[[ Source data, beginning ]]

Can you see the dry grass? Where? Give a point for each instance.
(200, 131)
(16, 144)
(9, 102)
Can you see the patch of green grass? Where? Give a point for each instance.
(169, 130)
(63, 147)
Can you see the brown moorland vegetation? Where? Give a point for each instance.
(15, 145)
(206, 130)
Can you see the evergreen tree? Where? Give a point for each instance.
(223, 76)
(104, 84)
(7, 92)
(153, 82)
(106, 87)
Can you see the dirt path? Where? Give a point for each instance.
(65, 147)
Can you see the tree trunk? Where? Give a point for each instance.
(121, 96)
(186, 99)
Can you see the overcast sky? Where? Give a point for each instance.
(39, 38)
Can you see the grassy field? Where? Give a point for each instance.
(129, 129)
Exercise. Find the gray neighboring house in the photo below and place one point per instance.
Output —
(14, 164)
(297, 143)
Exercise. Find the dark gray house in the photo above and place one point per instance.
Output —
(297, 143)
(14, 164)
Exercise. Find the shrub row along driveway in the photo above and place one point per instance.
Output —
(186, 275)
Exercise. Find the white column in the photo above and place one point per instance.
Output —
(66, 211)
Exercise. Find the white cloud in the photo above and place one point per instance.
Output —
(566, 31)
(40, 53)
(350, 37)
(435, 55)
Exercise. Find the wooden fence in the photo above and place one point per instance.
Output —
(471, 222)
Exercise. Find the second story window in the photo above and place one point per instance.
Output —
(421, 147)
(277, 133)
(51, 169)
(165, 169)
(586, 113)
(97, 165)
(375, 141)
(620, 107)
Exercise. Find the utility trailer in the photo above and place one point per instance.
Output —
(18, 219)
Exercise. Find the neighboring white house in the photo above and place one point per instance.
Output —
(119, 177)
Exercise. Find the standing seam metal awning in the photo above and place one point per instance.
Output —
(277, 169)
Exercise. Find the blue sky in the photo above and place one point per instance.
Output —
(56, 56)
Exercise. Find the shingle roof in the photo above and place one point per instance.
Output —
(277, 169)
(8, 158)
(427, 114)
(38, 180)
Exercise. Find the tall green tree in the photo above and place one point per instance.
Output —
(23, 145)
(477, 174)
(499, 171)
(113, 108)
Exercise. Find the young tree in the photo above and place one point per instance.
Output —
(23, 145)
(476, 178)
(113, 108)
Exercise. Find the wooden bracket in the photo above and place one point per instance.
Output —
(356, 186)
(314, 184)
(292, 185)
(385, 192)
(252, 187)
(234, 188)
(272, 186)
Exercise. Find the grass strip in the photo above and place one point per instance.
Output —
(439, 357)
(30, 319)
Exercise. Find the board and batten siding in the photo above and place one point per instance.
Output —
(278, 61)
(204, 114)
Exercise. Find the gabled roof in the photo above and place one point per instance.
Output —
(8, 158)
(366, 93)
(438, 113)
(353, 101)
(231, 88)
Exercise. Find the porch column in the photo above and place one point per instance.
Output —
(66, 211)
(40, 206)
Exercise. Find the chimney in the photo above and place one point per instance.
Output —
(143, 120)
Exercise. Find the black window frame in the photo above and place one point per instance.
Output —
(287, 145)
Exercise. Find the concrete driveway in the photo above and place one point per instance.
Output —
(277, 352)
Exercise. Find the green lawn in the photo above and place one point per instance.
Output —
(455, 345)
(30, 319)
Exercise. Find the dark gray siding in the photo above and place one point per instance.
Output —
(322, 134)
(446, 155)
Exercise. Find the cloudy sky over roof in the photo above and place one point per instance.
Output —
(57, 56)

[[ Source data, end ]]
[[ Source data, beginning ]]

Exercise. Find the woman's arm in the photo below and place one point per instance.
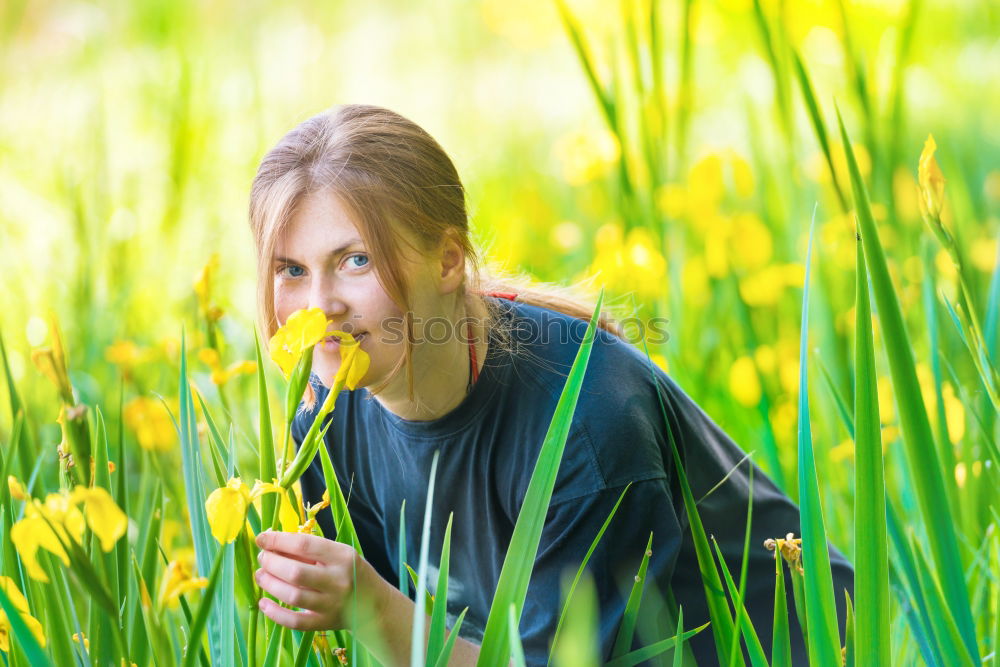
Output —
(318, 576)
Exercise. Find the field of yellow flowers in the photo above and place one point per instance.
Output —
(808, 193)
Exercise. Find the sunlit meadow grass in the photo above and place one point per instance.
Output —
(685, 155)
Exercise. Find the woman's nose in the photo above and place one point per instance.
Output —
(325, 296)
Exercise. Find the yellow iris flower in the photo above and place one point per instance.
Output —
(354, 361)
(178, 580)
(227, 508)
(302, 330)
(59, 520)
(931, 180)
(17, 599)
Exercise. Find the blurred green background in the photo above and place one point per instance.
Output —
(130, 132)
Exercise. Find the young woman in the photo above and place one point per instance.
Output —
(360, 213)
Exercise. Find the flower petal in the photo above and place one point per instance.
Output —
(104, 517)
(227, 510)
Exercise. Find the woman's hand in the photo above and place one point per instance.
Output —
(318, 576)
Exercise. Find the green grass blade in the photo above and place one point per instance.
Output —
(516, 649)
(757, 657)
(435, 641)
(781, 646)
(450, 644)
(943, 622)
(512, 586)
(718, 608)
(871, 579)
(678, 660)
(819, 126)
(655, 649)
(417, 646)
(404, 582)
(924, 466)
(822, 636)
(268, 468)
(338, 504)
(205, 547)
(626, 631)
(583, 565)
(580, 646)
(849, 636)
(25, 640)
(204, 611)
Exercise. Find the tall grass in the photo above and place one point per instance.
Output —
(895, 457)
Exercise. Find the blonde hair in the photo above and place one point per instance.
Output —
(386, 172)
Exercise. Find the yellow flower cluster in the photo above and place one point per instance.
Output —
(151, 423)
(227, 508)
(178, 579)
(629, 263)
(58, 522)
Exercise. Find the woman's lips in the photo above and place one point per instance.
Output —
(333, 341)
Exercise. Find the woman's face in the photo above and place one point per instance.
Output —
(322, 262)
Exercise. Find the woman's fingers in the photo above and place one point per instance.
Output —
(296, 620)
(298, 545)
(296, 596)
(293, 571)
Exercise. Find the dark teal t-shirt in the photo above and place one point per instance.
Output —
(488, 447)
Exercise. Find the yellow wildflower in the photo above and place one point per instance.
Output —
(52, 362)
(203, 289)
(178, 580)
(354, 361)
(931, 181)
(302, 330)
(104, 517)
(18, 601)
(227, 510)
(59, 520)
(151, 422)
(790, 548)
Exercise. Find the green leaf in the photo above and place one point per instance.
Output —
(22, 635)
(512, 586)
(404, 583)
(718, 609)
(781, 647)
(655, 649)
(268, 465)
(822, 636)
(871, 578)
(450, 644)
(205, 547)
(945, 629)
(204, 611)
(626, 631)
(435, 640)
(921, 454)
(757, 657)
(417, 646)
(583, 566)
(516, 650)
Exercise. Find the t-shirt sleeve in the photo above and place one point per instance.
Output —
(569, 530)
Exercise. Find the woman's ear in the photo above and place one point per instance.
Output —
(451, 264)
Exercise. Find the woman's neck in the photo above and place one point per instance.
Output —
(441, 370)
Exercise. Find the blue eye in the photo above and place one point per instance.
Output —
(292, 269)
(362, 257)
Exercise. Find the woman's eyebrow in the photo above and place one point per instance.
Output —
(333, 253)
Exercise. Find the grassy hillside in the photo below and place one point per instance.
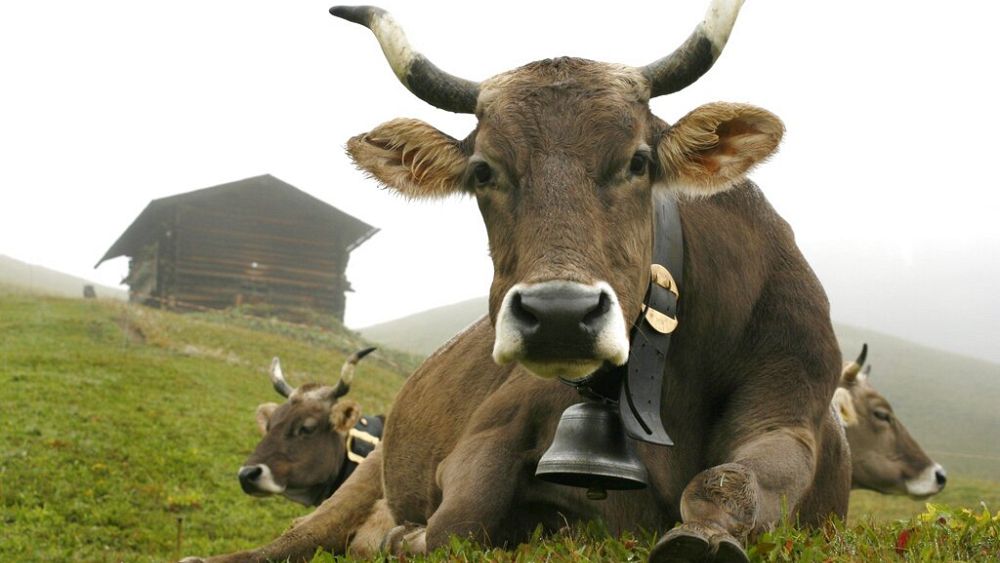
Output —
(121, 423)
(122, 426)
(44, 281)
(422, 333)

[[ Source data, end ]]
[[ Source data, beginning ]]

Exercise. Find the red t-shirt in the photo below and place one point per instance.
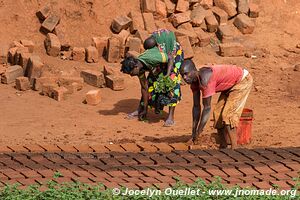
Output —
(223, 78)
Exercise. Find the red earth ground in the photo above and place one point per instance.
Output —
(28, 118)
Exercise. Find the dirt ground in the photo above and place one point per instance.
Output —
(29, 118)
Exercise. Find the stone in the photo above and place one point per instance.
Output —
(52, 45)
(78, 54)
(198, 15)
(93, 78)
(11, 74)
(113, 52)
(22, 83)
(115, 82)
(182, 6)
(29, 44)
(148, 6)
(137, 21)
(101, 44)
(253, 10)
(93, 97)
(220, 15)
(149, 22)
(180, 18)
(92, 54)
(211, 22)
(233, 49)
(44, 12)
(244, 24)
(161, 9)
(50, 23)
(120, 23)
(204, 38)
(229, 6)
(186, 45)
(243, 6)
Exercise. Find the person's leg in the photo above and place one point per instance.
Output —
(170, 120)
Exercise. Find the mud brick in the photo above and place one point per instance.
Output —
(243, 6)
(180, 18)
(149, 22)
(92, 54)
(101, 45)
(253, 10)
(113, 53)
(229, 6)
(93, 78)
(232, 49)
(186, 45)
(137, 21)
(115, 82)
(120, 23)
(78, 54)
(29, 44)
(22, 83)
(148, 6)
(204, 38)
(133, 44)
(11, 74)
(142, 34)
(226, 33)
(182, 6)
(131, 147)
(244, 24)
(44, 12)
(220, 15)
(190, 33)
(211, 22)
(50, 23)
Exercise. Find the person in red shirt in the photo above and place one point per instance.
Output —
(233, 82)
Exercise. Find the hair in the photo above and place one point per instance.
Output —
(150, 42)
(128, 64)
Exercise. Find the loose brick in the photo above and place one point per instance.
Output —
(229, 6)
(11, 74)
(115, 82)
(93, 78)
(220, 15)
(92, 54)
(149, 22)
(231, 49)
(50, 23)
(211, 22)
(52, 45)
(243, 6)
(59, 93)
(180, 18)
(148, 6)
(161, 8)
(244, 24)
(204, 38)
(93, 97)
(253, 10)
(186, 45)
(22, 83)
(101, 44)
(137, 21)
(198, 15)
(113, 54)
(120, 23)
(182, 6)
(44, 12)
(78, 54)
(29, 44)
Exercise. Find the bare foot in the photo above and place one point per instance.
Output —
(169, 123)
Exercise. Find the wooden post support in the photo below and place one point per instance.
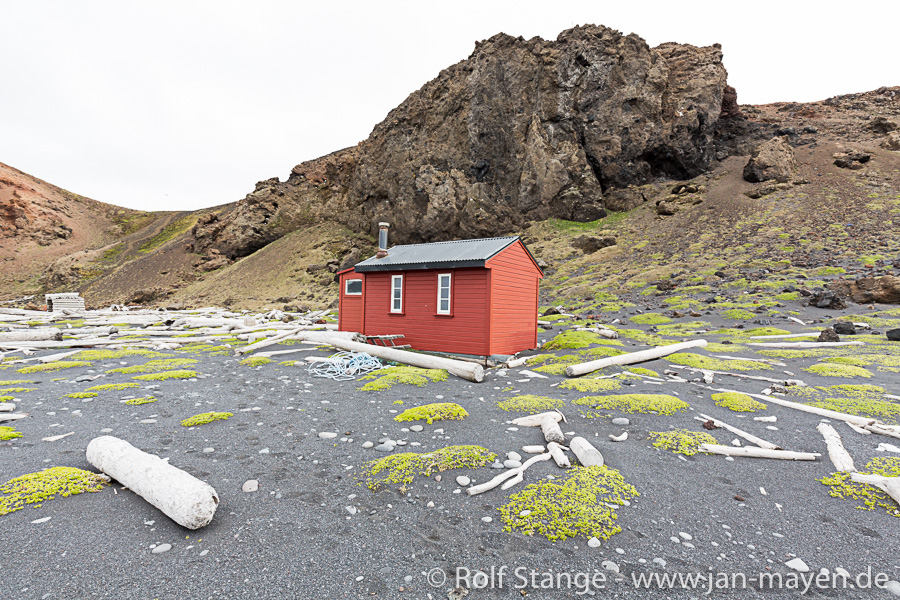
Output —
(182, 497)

[[ Source data, end ]]

What is needed
Look above for the line with "Exercise. Find the field" and the line with "Exercise. Find the woman's nose". Write out those two lines and all the lines between them, exactly, and no others.

Solution
Exercise. Find the field of yellow flowers in the photo above and place one point per instance.
Output —
(808, 193)
Exercise. Find the sunlit meadow grass in the photo above and place one point per instance.
Output —
(685, 155)
Exercise. Find the woman's nose in the photo above and place one point per instance.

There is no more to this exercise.